What is needed
Reproduce every one of the records below word for word, omitting the pictures.

Provided material
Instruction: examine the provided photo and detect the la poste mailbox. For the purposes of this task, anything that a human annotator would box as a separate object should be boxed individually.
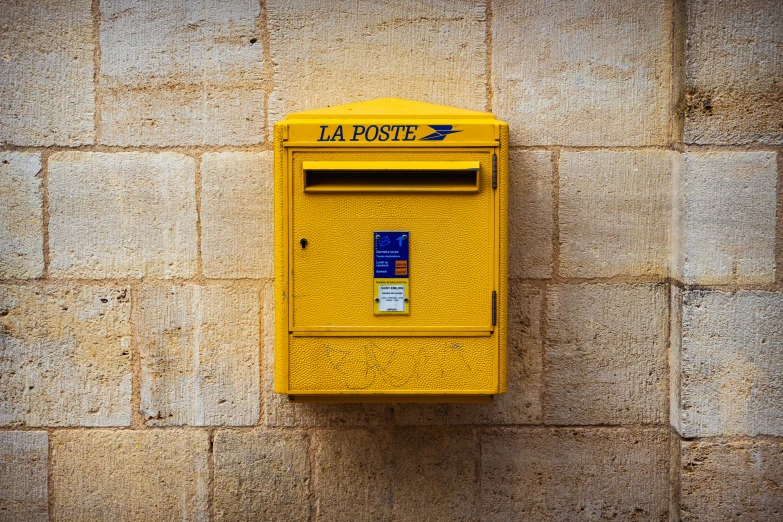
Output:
[275,99,508,402]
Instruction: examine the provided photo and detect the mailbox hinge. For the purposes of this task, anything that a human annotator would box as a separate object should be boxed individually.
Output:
[492,290,498,326]
[492,154,498,188]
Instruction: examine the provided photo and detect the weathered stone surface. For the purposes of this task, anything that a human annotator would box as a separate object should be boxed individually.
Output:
[267,0,487,122]
[264,284,392,427]
[0,0,95,146]
[201,152,274,278]
[680,440,783,522]
[669,285,683,434]
[313,428,478,521]
[492,0,671,146]
[51,429,209,522]
[394,280,543,425]
[392,428,479,522]
[313,430,394,522]
[508,151,554,278]
[545,284,668,424]
[0,285,131,426]
[100,0,267,145]
[672,290,783,437]
[0,431,49,522]
[481,428,669,521]
[675,152,777,284]
[559,150,672,277]
[214,430,310,522]
[0,152,43,279]
[139,285,261,426]
[49,152,197,279]
[685,0,783,144]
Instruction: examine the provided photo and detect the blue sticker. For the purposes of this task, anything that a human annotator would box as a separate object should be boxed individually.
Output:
[373,232,411,279]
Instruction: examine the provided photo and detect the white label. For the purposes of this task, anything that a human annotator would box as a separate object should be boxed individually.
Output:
[378,285,405,312]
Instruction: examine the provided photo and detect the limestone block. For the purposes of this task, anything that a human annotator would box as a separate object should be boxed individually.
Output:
[0,152,44,279]
[508,150,554,278]
[481,428,669,521]
[0,285,132,426]
[669,285,683,434]
[313,430,394,522]
[545,284,668,424]
[100,0,267,146]
[49,152,197,279]
[391,428,479,522]
[313,428,478,521]
[201,152,274,278]
[51,429,209,522]
[679,152,777,285]
[673,290,783,437]
[263,283,392,427]
[139,285,261,426]
[0,431,49,522]
[394,280,543,425]
[685,0,783,144]
[267,0,487,123]
[0,0,95,146]
[214,430,310,522]
[492,0,671,146]
[680,440,783,522]
[559,150,672,277]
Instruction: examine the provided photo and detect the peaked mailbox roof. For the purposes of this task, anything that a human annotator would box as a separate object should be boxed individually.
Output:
[287,98,495,120]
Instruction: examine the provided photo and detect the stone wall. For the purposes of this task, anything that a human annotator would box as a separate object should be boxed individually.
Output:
[0,0,783,522]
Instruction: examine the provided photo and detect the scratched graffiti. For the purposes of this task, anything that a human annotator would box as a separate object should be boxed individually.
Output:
[324,342,471,390]
[326,343,416,390]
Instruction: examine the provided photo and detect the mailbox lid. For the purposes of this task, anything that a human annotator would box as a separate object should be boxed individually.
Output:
[289,148,497,335]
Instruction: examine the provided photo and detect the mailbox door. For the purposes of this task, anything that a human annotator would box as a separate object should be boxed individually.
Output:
[287,148,498,335]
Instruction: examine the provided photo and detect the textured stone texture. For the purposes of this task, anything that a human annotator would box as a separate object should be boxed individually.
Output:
[673,290,783,437]
[313,428,478,521]
[0,285,131,426]
[313,430,394,522]
[392,428,479,522]
[680,440,783,522]
[0,0,95,146]
[214,430,310,522]
[0,152,43,279]
[481,428,669,521]
[545,285,668,424]
[100,0,266,145]
[675,152,777,284]
[508,151,554,278]
[492,0,671,146]
[49,152,197,279]
[0,431,49,522]
[669,285,683,432]
[51,429,209,522]
[394,281,543,425]
[685,0,783,144]
[267,0,487,123]
[201,152,274,278]
[559,151,671,277]
[139,285,261,426]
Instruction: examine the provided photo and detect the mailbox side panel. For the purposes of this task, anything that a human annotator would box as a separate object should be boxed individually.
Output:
[274,123,290,393]
[496,123,509,393]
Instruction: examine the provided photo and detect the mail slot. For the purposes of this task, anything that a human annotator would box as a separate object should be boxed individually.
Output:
[274,99,508,402]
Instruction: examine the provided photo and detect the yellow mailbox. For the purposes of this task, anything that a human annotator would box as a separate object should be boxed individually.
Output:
[274,98,508,402]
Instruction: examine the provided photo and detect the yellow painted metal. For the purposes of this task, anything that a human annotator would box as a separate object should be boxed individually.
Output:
[275,99,508,401]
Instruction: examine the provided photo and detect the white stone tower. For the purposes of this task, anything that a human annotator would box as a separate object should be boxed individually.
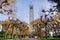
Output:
[29,4,34,22]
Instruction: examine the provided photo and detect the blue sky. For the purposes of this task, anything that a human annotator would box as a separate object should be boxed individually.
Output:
[0,0,51,23]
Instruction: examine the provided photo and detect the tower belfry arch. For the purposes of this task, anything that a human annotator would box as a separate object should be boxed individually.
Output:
[0,0,16,19]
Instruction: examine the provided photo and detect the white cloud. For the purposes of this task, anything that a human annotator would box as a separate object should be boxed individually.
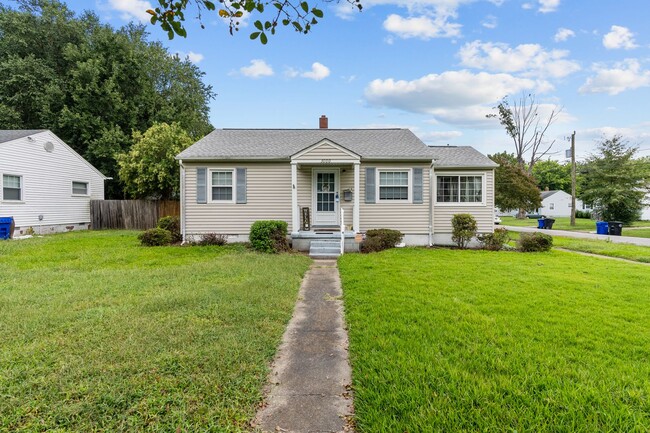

Finished answer
Instruction: examine the provided photo and detect the la poste mailbox. For the purposes of this task, anything that a human annotator would box as a separate object should be boxed individually.
Output:
[275,99,508,402]
Instruction: examine the provided photo and detect the mailbox hinge. For the purposes of this task, anything that a human annotator would box as a separate object should be boxed individually.
Output:
[492,290,498,326]
[492,154,498,188]
Instruction: examine the provided photo and detect the weathered stone surface. For the purposes of this task, anything that a human annotator would box as a separate object should be boxed individually.
Output:
[267,0,487,122]
[264,284,392,427]
[0,0,95,146]
[201,152,274,278]
[680,440,783,522]
[669,285,683,434]
[313,428,478,521]
[492,0,671,146]
[51,429,209,522]
[394,280,543,425]
[392,428,479,522]
[313,430,394,522]
[508,151,554,278]
[545,284,668,424]
[0,285,131,426]
[100,0,267,145]
[672,290,783,437]
[0,431,49,522]
[481,428,669,521]
[675,152,777,284]
[559,150,672,277]
[214,430,310,522]
[0,152,43,279]
[139,285,261,426]
[49,152,197,279]
[685,0,783,144]
Instruction: examine the provided photo and detect the blue sticker. For the purposes of this task, anything that a human annotator would box as a separate object should be boxed individually.
Output:
[373,232,411,279]
Instruction: examine the provided photo and detect the white label. For the purposes of this task, anything that a human annotator would box as a separate object should be boxed individually.
Output:
[378,285,405,312]
Instruction: examine the provided photo and detect the limestone block. For the purposes of this task, anything that a human annotator would box as a separate object should be boxed individually.
Output:
[0,152,44,279]
[508,150,554,278]
[481,428,669,521]
[0,285,132,426]
[669,285,683,434]
[313,430,394,522]
[545,284,668,424]
[100,0,267,146]
[49,152,197,279]
[391,428,479,522]
[313,428,478,521]
[201,152,274,278]
[51,429,209,522]
[679,152,777,285]
[673,290,783,437]
[263,283,392,427]
[139,285,261,426]
[0,431,49,522]
[394,280,543,425]
[685,0,783,144]
[267,0,487,123]
[0,0,95,146]
[214,430,310,522]
[492,0,671,146]
[680,440,783,522]
[559,150,672,277]
Instruction: examine the provided photo and detect the peaked mailbox roof. For the purposes of this task, anything that a human annotator would box as a separate object should be boxed individually.
Output:
[287,98,495,120]
Instruction: examine the provided photo and detect the stone wall. For the purposes of this task, anything that a human annotator would box as a separate object should be boxed individually.
Output:
[0,0,783,522]
Instruction: examine the provided photo and detect the scratched graffiti. For the purposes of this task, anything that a human annotator would box as a separate object should be boxed individually.
Output:
[324,342,471,390]
[326,343,416,390]
Instruction: examine the provided photo and detect the mailbox lid. For the purposes of this task, anything that a human annotator would box as a separate object should be boxed individually.
Output:
[289,148,497,335]
Instruction: examine the provided photo and detect the mailbox door. For the purposes of this task, anything that a human annotator would box as a separate object should be boxed individually.
Output:
[287,148,498,335]
Instruction: examine the provided photo and detect the textured stone texture. For the purposes of this task, anything that a human annotator would box as a separate object should be boxed individually.
Output:
[673,290,783,437]
[313,428,478,521]
[0,285,131,426]
[313,430,394,522]
[392,428,479,522]
[680,440,783,522]
[0,0,95,146]
[214,430,310,522]
[0,152,43,279]
[481,428,669,521]
[545,285,668,424]
[100,0,266,145]
[675,152,777,284]
[508,151,554,278]
[492,0,671,146]
[49,152,197,279]
[0,431,49,522]
[669,285,683,432]
[51,429,209,522]
[394,281,543,425]
[685,0,783,144]
[267,0,487,123]
[201,152,274,278]
[559,151,671,277]
[139,285,261,426]
Instruction: examine the provided photo and detect the mailbox side panel. For the purposes of this task, anything that a human annotator would box as a separate object should be boxed individually.
Output:
[274,123,290,393]
[496,123,509,393]
Instruction: examine the provided photo and detect the mail slot. For the purposes of this task, anything that a human annotator would box as a separate object should be boxed individually.
Output:
[274,99,508,402]
Instruction: examine the provided photo and detect the yellow mailbox. For the purposes of this task, anything that a human annotator would box as a separate object should be boxed individually.
Output:
[274,98,508,402]
Instruction: examine the provided photo and detect the yellow painted metal. For the purposes of this task, anything that a human annotator would box as a separate object should be boxed individually.
Output:
[275,99,508,401]
Instruction: examine the provided photo and detect the white stone tower. For the purposes of this task, anything that a human annotator would box as a separate object should be boxed individually.
Output:
[29,4,34,22]
Instruction: examine the provided photo and detect the blue sky. For the purposes of this task, anything that a human annotator would box as a separate object should be boxed individually.
Output:
[0,0,51,23]
Instruction: examine the provided photo and detect the tower belfry arch. For the purposes of this task, anything that a human annotator would box as a separate object should be boxed individually.
Output:
[0,0,16,19]
Instruction: examine the provided photo and detect the white cloud. For the purposes of this task, anything that a human annotator would box as a separate object should be boxed individually.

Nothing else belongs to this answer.